TASKS AND EXERCISES =>
- 1) According to the article on the Khayelitsha waste Design Storm, how many hours in total did the participants spend working on solutions?
- 2) Reproduce the part of the article on the Khayelitsha waste Design Storm starting at "Since the shipping" and ending at "possibly via SMS.".
- 3) Carry on writing the article about the Khayelitsha waste Design Storm from the point where it stops.

GIVEN TEXT =>

+++++

The problem is partly attributable to non-performance on the part of the service providers contracted by the City, and partly to “an absence of a sense of ownership” of the issue on the part of community members, says the SJC. There are also substantial practical impediments at work – throughout Cape Town’s townships, shipping containers are used as receptacles for rubbish in the absence of household wheelie-bins, but these are often located far from houses, are locked in the late afternoon and often remain shut for days, causing refuse to build up alongside. Because they have to be situated in areas convenient for collection by waste removal companies, they are also often located close to communal water sources – and the subsequent contamination is implicated as a contributing factor to Khayelitsha’s shockingly high infant mortality rate.

It’s a thorny problem, and one to which the group of 50 Design Storm participants sat down over a total of 12 hours to bash out potential solutions. Wolf estimates that 50% of the participants were involved in the design world, with the remainder made up of community representatives, social entrepreneurs, activists and academics. They were divided into four small groups to tackle the problem, after first being given a detailed account of the issues from community members.

By late Sunday afternoon, brainstorming time had run out and the groups were due to present their proposals. Outside the Design Storm tent, it was a sunny day in Khayelitsha, and shrieking children spun merrily on a nearby roundabout. Inside the tent, participants huddled under heat lamps in front of a screen to air their ideas on how best to tackle the township’s waste problem.

The first group to present suggested that all types of plastic bags should be acceptable for rubbish collection, not just the officially sanctioned industrial blue bags. Trolleys could be used by community members employed for this purpose to transfer rubbish to shipping containers, which would be closed off to rats but include doors which you’d use to slide in the trolleys. Recycling bins could be built into the containers, and incentives for recycling might include transport tickets or airtime vouchers. 

Since the shipping containers are so central to the township, they continued, why not transform them into bona fide community centres, lit by solar panels as a crime deterrent or emergency gathering place? The role of contracted service providers should be minimised, they felt, with funds deriving from recycling to be used to employ more community members towards waste management.

The second group took a less ambitious view. They felt that the signage on the bins was a critical factor, as a “small yet important step”. They suggested that the shipping containers be used as a canvas on which to display information – pictorial and in Xhosa – giving safety advice, information on how the waste collection system should be working, and a clear notification of how to report breakdowns in the system, possibly via SMS.

The third group was also keen on the idea of an SMS network to report system malfunctions, also in order to create a data map in order to identify problem areas. They wanted to see the township divided into nodes of 20 houses or so, with an individual appointed as caretaker who would be employed to remove refuse in that area. This group supported the idea that the shipping containers become public areas, suggesting that flip-up benches could be installed to serve as a bus shelter. These changes could be subsidised by selling corporates space on SMSes, they suggested.

+++++

DATA SECTION =>

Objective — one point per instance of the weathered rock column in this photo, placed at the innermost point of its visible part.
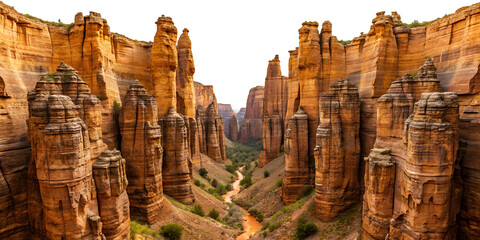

+++++

EXERCISE RESPONSES =>
- 1) 12 hours

- 2)
Since the shipping containers are so central to the township, they continued, why not transform them into bona fide community centres, lit by solar panels as a crime deterrent or emergency gathering place? The role of contracted service providers should be minimised, they felt, with funds deriving from recycling to be used to employ more community members towards waste management.

The second group took a less ambitious view. They felt that the signage on the bins was a critical factor, as a “small yet important step”. They suggested that the shipping containers be used as a canvas on which to display information – pictorial and in Xhosa – giving safety advice, information on how the waste collection system should be working, and a clear notification of how to report breakdowns in the system, possibly via SMS.

- 3)
The final group to present their ideas felt that it was more feasible to focus on using existing infrastructure: “If it’s an informal situation, we can’t over-formalise the solution”. They wanted to see the shipping containers removed and a wheelie-bin system implemented similar to that at work in the rest of Cape Town, with rubbish collection de-centralised. They suggested four wheelie-bins deployed to each area, which could be plugged into each other “like Lego blocks” to form a bank which rubbish trucks could easily pick up. These four-bin hubs could in turn plug into bigger hubs – a battery of wheelie-bins which would replace the shipping containers.

All four proposals will be taken away to be “revised and tweaked”, according to Wolf, and will be published open source on the Cape Town Design Network website. When one idea is agreed on as being most promising, it will be up to the SJC to turn it into a proposal to take forward to the City of Cape Town for consideration. “I think quite a few of them could improve the situation,” says Notywala. “The City says they are looking forward to the ideas we’ll be putting forward because they know we have a problem.”

You may argue that some of the ideas are impractical or undesirable – the idea of building community centres around a rubbish dump, for instance, seems far from ideal. Wolf stresses, however, that the sessions are aimed mainly at “identifying the scope of the problem and having a quick stab at solutions” – any concrete proposal will likely require quite a bit more work. In future Design Storm sessions, it might also be desirable to see a greater proportion of participants drawn from the affected community.

Nonetheless, there is something undeniably inspiring about seeing volunteers willing to give up their weekends to work on a project of this nature. “It proves that people really are ready to invest their time pro bono,” says Wolf. “People want to get involved to change things.” DM

Read more:

  • Design Storming: Igniting change with collective imagination, on Cape Town Design Network website

Photo: The unaltered shipping containers used for refuse collection in Khayelitsha (Social Justice Coalition)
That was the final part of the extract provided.